Your tasks |
1. In the Tanzania blog posts, how long did the first bug zapper last before its batteries stopped holding a charge?
2. Continue the Tanzania blog posts from the point where they stop.
+++ Document section
Sunday, January 29, 2012

Frenzy and Purpose

"There is no one person who organizes such things in an acephalous society, no one person with the power and authority to impose his will. Matters of major public concern are allowed to drift until action is forced upon all by press of circumstance or until the moment for action is past so that nothing is ever done. It is comforting that this works so well, a proof that much of the frenzy and purpose of the world is otiose."  
From Ceremony: An Anthropologist's Misadventures in the African Bush, by Nigel Barley.
acephalous: "lacking a head or a clearly defined head"
otiose: "serving no useful purpose"

The author was waiting for a certain ceremony to occur that he was keen to observe and which was held only every few years.

Coming from a society that is tightly organized and highly focused on producing results, being efficient, and defining lines of decision-making, I had a good chuckle as I was reminded that the life and the continuity of a people can be sustained in a loose, distributed way that does not require the hierarchies and control that we may presume as "normal".

The author is saying that much does not get done but that it doesn't matter since life manages to go on anyway.

Here in southern Tanzania there is maybe a similar tendency to let things slide. But that tendency is butting up against the desire for the material goodies and comforts of the developed world. I don't know that Tanzanians understand that you cannot have it both ways, not really, not on a national scale.

On the other hand, in the U.S. we value busyness as an end in itself. We often confuse it with being productive, thinking that activity implies effectiveness. Sometimes the activity is nothing but distraction, restlessness, and avoidance of boredom.

Myself, I don't pretend that playing Spider Solitaire on a PC is anything other than goofing off. -Earl

Sunday, January 22, 2012

Zap 'em!

I love this gadget. It's a hand-held electrical bug zapper that we use all the time to kill mosquitoes. I have gotten pretty good at swatting them with just bare hands, but this device makes it much easier, and it's more effective.

As someone who readily attracts mosquitoes — I seem to be the hot spot on their sensors for warm-blooded animals — and gets really large itchy welts from the bites, I don't hesitate to kill these little buggers. Some time in my late teens I stopped getting pleasure from killing animals, from the sport of it. But I have to admit to an enjoyment of the sound and the smell of fried mosquito.

The one drawback to the model of zapper that is available here is that the rechargeable batteries inside them are of mediocre quality. The first zapper we got only lasted six months before the batteries stopped holding a charge. The second we stretched out to a year by only recharging when the batteries were completely depleted. The third had a slightly different and poorly designed on/off switch which broke almost immediately. What you see is the fourth, still working. But then what can you expect from something that only costs about five dollars? -Earl

Tuesday, January 10, 2012

Are We There Yet?

Diane and I have had really good luck with our travels in Tanzania. There have been delays, changes in vehicles, and, African time being what it is, an open-ended sense of when one will actually arrive. But there have been no major problems. That is, until recently when we took a bus from the city of Dar es Salaam to the historic Kilwa area.
++++++
+++ Provided information
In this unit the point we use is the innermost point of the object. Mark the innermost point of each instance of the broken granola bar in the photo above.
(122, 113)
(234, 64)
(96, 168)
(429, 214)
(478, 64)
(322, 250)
++++++
Responses in order |
1. Six months.

2.
As recommended, we got to the bus terminal on the outskirts of Dar very early to buy tickets for that day's run. However, the bus with the suggested company was already full. No problem — there were buses with other companies that also left from the same terminal.

Around seven we got moving. The main highway south out of the city is paved for about the first three hours. After that there is a lengthy stretch of maybe twenty miles that is dirt. We had already traversed this three days earlier on our way going into Dar. There had been mud and shallow flooding but nothing that our bus could not get through with careful driving. It had been just the usual ten hours of tedium. I figured we would get to Kilwa around three in the afternoon.

This day turned out differently. It started to rain steadily, not really  heavily but enough to accumulate. Somewhere into the dirt stretch the bus stuck in a low spot. The driver was able to back up, then go forward again. A bit later this happened again — back up, then use enough momentum to get through the sticky spot. Third time, stuck again. But he couldn't get out. We had to wait for a large enough truck to come along who was willing to help with a pull. Someone did stop. We got going again.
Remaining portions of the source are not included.